### [Exercise aim]
Rewrite all of the items, substituting "one point per instance" for each occurrence of "one dot per instance" and keeping everything else unchanged.

[Stored records]
* * * * * * *

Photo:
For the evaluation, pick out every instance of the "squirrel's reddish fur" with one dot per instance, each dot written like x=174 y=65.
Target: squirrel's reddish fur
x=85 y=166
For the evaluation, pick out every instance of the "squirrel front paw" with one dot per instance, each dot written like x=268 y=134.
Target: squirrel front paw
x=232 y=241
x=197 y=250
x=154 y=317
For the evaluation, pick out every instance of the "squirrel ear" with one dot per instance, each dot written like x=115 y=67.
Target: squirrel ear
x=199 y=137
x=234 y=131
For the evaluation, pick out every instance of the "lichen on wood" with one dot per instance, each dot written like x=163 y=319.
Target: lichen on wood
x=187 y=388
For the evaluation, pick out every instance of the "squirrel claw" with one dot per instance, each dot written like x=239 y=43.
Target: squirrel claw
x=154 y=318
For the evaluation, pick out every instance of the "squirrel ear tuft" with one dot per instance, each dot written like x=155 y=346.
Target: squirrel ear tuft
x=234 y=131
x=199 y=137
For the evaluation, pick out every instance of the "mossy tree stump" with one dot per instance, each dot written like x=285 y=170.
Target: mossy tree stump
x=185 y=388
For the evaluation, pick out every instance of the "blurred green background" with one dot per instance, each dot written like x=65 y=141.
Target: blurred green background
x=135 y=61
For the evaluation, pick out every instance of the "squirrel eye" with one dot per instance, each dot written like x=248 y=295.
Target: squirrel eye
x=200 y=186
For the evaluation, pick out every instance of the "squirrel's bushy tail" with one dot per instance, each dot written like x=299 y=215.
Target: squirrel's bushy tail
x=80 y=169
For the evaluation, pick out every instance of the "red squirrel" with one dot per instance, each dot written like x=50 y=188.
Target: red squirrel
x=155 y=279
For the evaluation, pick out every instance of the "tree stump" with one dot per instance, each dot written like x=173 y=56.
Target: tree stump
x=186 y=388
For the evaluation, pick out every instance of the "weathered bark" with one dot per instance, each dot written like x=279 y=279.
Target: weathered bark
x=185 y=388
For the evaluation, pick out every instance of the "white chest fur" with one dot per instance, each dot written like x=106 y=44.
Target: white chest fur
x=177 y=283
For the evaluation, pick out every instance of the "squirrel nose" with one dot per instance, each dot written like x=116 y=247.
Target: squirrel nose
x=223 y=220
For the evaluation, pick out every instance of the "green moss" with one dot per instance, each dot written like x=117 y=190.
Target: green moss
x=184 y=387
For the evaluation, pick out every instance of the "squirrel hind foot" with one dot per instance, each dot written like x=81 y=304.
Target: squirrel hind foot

* * * * * * *

### [Result]
Photo:
For the evaluation, pick out every instance of the "squirrel's reddish fur" with one point per instance, each dot written like x=174 y=65.
Target: squirrel's reddish fur
x=85 y=166
For the evaluation, pick out every instance of the "squirrel front paw" with one point per instance, each dot written like x=268 y=134.
Target: squirrel front paw
x=232 y=241
x=197 y=250
x=154 y=317
For the evaluation, pick out every instance of the "squirrel ear" with one point per instance, each dot written like x=115 y=67.
Target: squirrel ear
x=199 y=137
x=234 y=131
For the evaluation, pick out every instance of the "lichen on wood" with one point per instance, each dot written like x=163 y=319.
Target: lichen on wood
x=187 y=388
For the evaluation, pick out every instance of the "squirrel claw" with one point per instance, each dot written like x=239 y=43.
Target: squirrel claw
x=154 y=318
For the evaluation, pick out every instance of the "squirrel ear tuft" with one point per instance, each dot written like x=155 y=346.
Target: squirrel ear tuft
x=234 y=131
x=199 y=137
For the evaluation, pick out every instance of the "mossy tree stump" with one point per instance, each dot written like x=285 y=170.
Target: mossy tree stump
x=185 y=388
For the evaluation, pick out every instance of the "blurred green background" with one point per instance, each dot written like x=65 y=141.
Target: blurred green background
x=135 y=61
For the evaluation, pick out every instance of the "squirrel eye" with one point per instance, each dot written like x=248 y=295.
Target: squirrel eye
x=200 y=186
For the evaluation, pick out every instance of the "squirrel's bushy tail" with one point per instance, each dot written like x=299 y=215.
Target: squirrel's bushy tail
x=80 y=169
For the evaluation, pick out every instance of the "red squirrel" with one point per instance, each dot written like x=50 y=188.
Target: red squirrel
x=155 y=279
For the evaluation, pick out every instance of the "tree stump" with one point per instance, each dot written like x=173 y=56.
Target: tree stump
x=186 y=388
For the evaluation, pick out every instance of the "weathered bark" with one point per instance, each dot written like x=279 y=279.
Target: weathered bark
x=185 y=388
For the evaluation, pick out every instance of the "white chest fur" with one point per instance, each dot written like x=106 y=44.
Target: white chest fur
x=177 y=283
For the evaluation, pick out every instance of the "squirrel nose" with one point per instance, each dot written like x=116 y=247.
Target: squirrel nose
x=223 y=220
For the evaluation, pick out every instance of the "green moss" with one point per instance, each dot written like x=117 y=190.
Target: green moss
x=184 y=387
For the evaluation, pick out every instance of the "squirrel hind foot" with one point per instance, each dot written like x=81 y=304.
Target: squirrel hind foot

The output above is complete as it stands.